[Point placement records]
-----

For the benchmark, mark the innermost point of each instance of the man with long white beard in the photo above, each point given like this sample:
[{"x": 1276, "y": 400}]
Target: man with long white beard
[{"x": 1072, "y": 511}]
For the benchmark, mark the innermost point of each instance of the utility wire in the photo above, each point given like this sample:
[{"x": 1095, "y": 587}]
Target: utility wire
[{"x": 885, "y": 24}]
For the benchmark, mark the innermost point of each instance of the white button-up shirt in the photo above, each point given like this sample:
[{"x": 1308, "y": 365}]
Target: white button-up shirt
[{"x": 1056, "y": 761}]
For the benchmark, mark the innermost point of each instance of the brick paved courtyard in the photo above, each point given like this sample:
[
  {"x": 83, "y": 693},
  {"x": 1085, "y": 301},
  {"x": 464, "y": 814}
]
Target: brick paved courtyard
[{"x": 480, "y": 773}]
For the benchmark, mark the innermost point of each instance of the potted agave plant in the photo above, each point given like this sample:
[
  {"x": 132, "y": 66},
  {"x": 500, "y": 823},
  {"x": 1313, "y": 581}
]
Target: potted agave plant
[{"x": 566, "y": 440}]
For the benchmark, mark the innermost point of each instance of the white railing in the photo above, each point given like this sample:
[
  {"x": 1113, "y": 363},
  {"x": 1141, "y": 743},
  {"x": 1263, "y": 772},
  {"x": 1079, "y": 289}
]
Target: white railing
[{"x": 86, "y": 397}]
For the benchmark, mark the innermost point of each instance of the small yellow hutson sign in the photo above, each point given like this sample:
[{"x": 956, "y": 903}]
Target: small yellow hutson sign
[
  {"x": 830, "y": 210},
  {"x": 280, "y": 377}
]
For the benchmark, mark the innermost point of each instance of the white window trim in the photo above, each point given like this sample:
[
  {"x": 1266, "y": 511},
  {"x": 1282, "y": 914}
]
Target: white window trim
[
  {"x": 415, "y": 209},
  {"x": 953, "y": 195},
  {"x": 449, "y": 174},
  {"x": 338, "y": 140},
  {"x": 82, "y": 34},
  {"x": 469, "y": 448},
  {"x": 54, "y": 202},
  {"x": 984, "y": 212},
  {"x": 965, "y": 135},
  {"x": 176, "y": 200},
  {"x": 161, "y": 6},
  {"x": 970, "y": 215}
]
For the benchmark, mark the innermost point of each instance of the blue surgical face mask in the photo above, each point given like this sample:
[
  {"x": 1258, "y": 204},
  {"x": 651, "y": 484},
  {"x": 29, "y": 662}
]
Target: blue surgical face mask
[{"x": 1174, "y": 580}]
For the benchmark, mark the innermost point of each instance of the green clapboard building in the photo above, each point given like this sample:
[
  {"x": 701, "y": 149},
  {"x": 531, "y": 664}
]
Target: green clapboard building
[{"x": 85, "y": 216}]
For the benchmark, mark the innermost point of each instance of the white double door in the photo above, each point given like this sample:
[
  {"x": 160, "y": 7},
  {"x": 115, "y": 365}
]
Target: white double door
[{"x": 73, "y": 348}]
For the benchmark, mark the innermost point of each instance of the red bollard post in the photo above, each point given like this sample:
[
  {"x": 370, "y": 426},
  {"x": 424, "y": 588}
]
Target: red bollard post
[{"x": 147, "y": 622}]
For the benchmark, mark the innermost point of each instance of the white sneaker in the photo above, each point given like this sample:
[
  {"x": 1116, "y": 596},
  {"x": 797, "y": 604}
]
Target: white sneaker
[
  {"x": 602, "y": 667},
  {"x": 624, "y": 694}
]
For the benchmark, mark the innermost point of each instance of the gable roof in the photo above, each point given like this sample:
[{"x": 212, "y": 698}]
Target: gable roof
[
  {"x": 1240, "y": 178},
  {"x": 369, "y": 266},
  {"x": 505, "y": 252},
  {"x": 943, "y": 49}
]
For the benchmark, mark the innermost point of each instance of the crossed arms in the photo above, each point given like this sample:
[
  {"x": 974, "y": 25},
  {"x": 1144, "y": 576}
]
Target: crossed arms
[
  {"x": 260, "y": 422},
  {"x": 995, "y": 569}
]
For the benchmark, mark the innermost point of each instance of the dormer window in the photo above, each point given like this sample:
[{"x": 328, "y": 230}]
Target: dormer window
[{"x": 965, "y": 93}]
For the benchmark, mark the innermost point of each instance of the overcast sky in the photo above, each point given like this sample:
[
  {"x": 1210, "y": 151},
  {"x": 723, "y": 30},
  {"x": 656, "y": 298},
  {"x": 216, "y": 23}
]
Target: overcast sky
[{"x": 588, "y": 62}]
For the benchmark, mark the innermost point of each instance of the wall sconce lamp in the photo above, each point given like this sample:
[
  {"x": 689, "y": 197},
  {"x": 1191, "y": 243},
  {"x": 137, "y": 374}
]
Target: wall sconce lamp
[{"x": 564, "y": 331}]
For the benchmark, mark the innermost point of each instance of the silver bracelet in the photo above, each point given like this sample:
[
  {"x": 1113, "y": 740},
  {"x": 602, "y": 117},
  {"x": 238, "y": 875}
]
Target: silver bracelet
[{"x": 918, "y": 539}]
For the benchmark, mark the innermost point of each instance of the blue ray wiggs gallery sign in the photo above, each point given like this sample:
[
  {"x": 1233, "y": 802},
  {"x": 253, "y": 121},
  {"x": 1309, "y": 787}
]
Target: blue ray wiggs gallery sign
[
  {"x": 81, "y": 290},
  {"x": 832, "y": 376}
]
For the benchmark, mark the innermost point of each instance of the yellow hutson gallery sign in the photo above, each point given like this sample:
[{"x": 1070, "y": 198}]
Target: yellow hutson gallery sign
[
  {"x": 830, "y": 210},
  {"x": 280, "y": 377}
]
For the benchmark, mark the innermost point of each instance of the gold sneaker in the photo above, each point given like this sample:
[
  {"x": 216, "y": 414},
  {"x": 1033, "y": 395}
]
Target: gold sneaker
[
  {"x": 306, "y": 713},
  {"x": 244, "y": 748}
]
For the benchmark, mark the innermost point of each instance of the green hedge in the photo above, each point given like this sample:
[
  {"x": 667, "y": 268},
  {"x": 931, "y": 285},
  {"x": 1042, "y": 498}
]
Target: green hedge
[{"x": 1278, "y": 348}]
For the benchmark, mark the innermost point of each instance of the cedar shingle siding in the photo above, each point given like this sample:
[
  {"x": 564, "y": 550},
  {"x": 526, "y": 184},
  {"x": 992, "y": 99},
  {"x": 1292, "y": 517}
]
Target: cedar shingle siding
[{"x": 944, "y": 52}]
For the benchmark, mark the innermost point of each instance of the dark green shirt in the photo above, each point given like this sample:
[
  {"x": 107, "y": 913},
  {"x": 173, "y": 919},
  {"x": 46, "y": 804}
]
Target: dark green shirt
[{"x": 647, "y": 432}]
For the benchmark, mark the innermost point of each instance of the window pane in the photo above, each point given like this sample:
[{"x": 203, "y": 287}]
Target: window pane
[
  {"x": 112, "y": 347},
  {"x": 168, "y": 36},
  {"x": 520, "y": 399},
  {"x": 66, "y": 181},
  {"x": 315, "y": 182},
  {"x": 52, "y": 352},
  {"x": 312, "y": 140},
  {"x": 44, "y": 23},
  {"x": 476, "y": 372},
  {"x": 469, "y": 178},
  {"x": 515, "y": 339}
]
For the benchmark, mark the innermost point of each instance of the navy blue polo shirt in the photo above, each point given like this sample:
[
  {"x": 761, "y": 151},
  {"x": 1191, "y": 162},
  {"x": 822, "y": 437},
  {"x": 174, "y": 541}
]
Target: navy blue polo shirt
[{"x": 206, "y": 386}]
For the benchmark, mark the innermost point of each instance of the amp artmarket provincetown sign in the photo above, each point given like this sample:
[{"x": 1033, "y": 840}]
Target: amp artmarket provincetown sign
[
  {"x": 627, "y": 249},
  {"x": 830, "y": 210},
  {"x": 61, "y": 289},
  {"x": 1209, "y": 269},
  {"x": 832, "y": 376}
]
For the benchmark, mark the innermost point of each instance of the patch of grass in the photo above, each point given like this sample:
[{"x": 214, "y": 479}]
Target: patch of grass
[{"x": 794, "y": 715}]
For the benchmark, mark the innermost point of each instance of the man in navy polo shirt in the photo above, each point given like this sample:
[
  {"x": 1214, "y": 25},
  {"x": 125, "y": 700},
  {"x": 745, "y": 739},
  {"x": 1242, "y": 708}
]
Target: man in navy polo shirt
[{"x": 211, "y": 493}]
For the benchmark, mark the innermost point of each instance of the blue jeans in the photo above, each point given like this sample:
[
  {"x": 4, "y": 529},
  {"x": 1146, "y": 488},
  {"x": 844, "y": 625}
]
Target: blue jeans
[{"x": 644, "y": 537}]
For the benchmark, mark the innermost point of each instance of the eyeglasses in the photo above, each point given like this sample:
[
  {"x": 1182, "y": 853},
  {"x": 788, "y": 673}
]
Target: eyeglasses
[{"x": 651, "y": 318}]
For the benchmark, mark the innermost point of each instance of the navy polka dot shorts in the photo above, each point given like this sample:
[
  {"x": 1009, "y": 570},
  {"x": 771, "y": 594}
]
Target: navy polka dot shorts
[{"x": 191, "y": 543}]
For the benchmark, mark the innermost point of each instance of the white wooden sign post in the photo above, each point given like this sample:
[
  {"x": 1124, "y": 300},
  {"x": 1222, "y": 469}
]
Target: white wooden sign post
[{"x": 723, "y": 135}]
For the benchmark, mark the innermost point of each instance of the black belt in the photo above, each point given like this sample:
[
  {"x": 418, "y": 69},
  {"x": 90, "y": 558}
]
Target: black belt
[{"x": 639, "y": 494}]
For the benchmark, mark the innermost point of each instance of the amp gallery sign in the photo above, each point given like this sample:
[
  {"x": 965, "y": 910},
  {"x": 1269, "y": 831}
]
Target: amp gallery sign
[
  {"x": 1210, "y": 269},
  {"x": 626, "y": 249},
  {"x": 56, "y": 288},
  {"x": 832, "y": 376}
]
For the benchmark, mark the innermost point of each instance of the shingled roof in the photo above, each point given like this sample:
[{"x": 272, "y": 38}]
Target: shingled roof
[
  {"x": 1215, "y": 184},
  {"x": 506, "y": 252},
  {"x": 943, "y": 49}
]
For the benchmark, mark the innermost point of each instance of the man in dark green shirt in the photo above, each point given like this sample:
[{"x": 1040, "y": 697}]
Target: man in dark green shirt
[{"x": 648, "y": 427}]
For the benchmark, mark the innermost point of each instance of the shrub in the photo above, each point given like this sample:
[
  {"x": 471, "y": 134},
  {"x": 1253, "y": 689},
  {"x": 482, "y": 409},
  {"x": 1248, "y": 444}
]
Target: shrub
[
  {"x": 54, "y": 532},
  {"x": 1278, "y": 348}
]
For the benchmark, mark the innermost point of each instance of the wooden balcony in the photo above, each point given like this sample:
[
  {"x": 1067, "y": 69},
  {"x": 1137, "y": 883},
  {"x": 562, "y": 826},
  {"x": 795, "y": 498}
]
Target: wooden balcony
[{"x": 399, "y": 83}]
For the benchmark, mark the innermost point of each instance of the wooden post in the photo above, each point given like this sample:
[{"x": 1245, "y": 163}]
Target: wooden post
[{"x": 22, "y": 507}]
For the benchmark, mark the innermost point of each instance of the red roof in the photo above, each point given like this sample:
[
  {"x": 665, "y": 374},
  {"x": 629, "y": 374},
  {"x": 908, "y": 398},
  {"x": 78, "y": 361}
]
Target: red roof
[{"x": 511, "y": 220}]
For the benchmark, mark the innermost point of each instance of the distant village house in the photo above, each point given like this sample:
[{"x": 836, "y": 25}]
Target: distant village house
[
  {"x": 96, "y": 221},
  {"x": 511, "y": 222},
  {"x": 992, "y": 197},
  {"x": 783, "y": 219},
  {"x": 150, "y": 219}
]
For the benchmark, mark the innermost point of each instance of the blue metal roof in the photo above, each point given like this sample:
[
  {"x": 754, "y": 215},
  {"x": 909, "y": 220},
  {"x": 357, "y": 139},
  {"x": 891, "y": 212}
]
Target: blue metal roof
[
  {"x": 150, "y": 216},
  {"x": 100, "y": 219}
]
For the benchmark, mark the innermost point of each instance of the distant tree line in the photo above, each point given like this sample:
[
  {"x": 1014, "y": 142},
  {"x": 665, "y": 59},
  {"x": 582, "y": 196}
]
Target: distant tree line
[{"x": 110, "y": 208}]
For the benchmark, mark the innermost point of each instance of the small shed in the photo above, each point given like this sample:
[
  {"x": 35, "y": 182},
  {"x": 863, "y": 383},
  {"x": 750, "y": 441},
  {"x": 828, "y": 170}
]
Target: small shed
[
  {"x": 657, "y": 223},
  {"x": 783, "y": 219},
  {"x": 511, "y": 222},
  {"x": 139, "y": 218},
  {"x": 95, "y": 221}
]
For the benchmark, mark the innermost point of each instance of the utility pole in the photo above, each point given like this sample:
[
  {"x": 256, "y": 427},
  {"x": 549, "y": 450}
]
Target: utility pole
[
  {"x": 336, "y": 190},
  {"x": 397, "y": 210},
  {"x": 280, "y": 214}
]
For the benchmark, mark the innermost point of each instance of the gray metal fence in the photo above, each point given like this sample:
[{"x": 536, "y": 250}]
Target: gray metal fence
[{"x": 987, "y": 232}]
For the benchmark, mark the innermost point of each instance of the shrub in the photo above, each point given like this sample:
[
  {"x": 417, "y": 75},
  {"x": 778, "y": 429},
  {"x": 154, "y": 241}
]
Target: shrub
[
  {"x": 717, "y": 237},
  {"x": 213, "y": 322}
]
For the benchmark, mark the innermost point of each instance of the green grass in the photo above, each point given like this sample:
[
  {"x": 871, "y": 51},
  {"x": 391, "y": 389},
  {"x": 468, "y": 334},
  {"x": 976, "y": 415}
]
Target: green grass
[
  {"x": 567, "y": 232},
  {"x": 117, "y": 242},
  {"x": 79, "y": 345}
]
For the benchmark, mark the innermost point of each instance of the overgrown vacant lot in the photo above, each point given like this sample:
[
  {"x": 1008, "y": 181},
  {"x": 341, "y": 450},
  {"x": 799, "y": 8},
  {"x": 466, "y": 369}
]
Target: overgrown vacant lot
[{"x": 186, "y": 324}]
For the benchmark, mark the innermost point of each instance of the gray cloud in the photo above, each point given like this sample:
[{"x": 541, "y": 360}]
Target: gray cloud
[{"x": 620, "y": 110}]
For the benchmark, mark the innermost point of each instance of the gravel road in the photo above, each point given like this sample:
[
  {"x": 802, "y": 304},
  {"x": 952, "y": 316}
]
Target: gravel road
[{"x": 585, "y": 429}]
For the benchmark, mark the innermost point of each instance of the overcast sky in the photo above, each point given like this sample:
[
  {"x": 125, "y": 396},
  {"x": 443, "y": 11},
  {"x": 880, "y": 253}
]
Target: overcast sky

-----

▸ **What is expected**: Everything from the line containing "the gray metal" to the last line of the entries above should be quoted exactly, and only that.

▸ **Worked answer**:
For the benchmark, mark the innermost point of each instance of the gray metal fence in the photo above, each point given like this sample:
[{"x": 536, "y": 250}]
Target: gray metal fence
[{"x": 987, "y": 232}]
For the benchmark, mark the innermost point of each instance of the shrub in the photo above, each point given like this sample:
[
  {"x": 417, "y": 75},
  {"x": 778, "y": 429},
  {"x": 154, "y": 241}
]
Target: shrub
[
  {"x": 717, "y": 237},
  {"x": 213, "y": 322}
]
For the benchmark, mark the innermost point of each instance of the green grass in the photo above, each point given like this sample:
[
  {"x": 871, "y": 51},
  {"x": 391, "y": 389},
  {"x": 468, "y": 334},
  {"x": 976, "y": 415}
]
Target: green grass
[
  {"x": 567, "y": 232},
  {"x": 117, "y": 242},
  {"x": 79, "y": 345}
]
For the benchmark, mark the innermost point of each instance of the overgrown vacant lot in the photo above, each point given like this sample:
[
  {"x": 1008, "y": 181},
  {"x": 341, "y": 450},
  {"x": 799, "y": 8},
  {"x": 466, "y": 369}
]
Target: overgrown vacant lot
[{"x": 186, "y": 324}]
For the benchmark, mark the innermost point of each instance of the gray cloud in the photo above, each point given like this sample:
[{"x": 541, "y": 360}]
Target: gray cloud
[{"x": 620, "y": 110}]
For the benchmark, mark the innermost point of each instance of the gravel road in the photo above, each point given like this sample:
[
  {"x": 802, "y": 304},
  {"x": 952, "y": 316}
]
Target: gravel road
[{"x": 585, "y": 429}]
For the benchmark, mark the innermost point of each instance of the overcast sky in the photo above, each point given like this sample:
[
  {"x": 125, "y": 396},
  {"x": 443, "y": 11},
  {"x": 880, "y": 253}
]
Target: overcast sky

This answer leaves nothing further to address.